# Stated problem
Restate the full set of records exactly, word for word.

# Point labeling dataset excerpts

========================================

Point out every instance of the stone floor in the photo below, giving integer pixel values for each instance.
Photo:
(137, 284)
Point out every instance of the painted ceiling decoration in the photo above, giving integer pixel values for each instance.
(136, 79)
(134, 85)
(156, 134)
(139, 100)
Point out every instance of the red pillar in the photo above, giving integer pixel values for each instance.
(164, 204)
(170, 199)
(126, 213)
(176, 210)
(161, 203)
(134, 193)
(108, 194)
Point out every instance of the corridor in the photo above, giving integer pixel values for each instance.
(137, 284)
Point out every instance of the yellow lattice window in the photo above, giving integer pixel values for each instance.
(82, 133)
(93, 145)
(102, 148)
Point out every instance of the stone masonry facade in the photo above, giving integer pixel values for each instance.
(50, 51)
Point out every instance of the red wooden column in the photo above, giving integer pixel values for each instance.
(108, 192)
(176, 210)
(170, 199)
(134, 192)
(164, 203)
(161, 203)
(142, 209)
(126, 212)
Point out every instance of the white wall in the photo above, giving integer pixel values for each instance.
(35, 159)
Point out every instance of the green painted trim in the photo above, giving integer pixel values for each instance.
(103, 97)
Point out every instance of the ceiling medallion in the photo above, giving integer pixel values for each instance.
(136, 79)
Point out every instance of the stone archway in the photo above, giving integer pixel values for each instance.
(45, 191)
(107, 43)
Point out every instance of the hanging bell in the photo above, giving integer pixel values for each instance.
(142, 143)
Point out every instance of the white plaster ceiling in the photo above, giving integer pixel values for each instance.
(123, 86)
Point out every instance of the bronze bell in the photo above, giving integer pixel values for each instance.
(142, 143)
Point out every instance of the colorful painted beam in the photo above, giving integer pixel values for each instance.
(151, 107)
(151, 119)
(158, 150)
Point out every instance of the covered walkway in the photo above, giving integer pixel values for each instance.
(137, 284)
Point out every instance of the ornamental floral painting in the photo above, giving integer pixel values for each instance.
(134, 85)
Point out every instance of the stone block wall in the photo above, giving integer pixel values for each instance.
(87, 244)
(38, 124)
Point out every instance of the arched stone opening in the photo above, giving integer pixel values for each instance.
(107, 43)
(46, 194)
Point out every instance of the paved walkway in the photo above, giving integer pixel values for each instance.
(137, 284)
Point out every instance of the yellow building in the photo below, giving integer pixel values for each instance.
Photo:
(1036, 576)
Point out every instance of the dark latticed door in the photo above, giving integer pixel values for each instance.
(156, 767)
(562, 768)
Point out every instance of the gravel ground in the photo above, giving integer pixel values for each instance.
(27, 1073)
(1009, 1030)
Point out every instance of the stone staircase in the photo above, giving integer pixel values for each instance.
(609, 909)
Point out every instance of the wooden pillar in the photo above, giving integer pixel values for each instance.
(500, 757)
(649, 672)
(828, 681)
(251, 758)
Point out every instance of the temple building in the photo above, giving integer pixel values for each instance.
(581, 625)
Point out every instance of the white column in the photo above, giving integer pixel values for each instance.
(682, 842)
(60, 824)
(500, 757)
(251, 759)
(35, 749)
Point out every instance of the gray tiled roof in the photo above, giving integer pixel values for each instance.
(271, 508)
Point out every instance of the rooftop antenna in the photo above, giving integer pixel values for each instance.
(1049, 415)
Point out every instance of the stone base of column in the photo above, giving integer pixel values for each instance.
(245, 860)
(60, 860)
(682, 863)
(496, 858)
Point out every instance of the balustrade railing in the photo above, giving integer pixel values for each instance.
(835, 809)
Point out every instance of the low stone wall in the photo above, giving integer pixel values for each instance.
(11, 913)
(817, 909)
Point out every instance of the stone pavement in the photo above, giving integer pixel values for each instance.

========================================

# Written response
Point out every instance of the stone floor in the photo below, giving integer pixel values for each instance.
Photo:
(137, 284)
Point out every instance of the painted ceiling decoration in the photo above, giving integer pixel values for each instance.
(136, 79)
(134, 85)
(156, 134)
(139, 100)
Point out every instance of the red pillar in the photo above, giving integer pixel values for each instance.
(164, 204)
(170, 199)
(126, 213)
(176, 210)
(161, 203)
(134, 193)
(108, 194)
Point out every instance of the corridor in the photo above, giving integer pixel values for each instance.
(137, 284)
Point out every instance of the yellow lattice window in the photo above, giving integer pixel values for each instance.
(82, 133)
(93, 145)
(102, 148)
Point out every instance of the stone masonry facade in the photo above, giving integer pixel values for each instance.
(50, 51)
Point out every instance of the red wooden column in the photo above, giving integer pixel values for each instance.
(108, 192)
(176, 210)
(170, 199)
(134, 192)
(164, 203)
(161, 203)
(142, 209)
(126, 212)
Point out every instance of the white wall in the photo above, giving integer pixel values for each instance.
(35, 159)
Point out every instance of the green painted trim in the photo above, giving integer pixel values for each instance.
(103, 97)
Point out every instance of the ceiling medallion in the photo above, giving integer pixel values for each instance.
(136, 79)
Point out every instance of the stone archway in the photo above, giving integer pixel values for each instance.
(45, 191)
(107, 43)
Point out every instance of the hanging bell in the photo above, giving integer pixel values for each instance.
(142, 143)
Point out every instance of the white plaster ceiling in the photo above, giving integer pixel values for each instance.
(123, 86)
Point out every instance of the bronze bell in the photo above, giving integer pixel values for each instance.
(142, 143)
Point out every instance of the colorful painted beam in the photo above, giving integer pixel values for each instance.
(151, 107)
(151, 119)
(158, 150)
Point out every instance of the covered walkway in the photo above, giving integer pixel values for each instance.
(137, 284)
Point out every instance of the ornamental floral painting in the photo above, giving integer pixel values for each instance.
(134, 85)
Point out every instance of the stone block wall in the photo above, giving integer pixel values for each instance.
(87, 244)
(38, 124)
Point out every instance of the arched stone opening in the photo above, giving integer pixel values for each instance.
(107, 43)
(46, 194)
Point out every instance of the paved walkway in the photo above, giving integer pixel values for each instance.
(137, 284)
Point out every instance of the yellow building in the photo below, giving integer pixel values for each instance.
Photo:
(1036, 576)
Point out every instance of the dark latticed door in the photo above, giving integer pixel values for each instance.
(156, 767)
(562, 768)
Point out every instance of the gravel ground in the photo above, giving integer pixel values for each instance.
(27, 1073)
(1009, 1030)
Point out every instance of the stone staircase in the photo above, giving integer pixel values for each instance.
(609, 909)
Point out every instance of the wooden pillar in the photo above, giving integer pixel values for each instance.
(500, 757)
(649, 672)
(828, 681)
(251, 758)
Point out every instance of the temple building in the photo above, giving integer pixel values for each instance.
(581, 625)
Point out every instance of the white column in the photo above, giving integer pixel values for each instance.
(682, 842)
(60, 824)
(500, 757)
(251, 759)
(35, 749)
Point out every instance of the gray tiled roof in the photo above, giving integer pixel values for each instance.
(271, 508)
Point out every instance of the rooftop antenna in the photo above, giving integer pixel values for each instance.
(1049, 415)
Point out every instance of the stone base of column in the photo above, giving integer pixel values for each instance.
(245, 860)
(60, 860)
(682, 863)
(496, 858)
Point out every instance of the balustrade railing in the photo above, giving integer pixel values for each instance.
(835, 809)
Point out every instance of the low stone wall in the photo above, giving integer pixel values for each instance.
(11, 913)
(817, 909)
Point out every instance of the stone pavement in the photo above, giving integer pixel values for each instance.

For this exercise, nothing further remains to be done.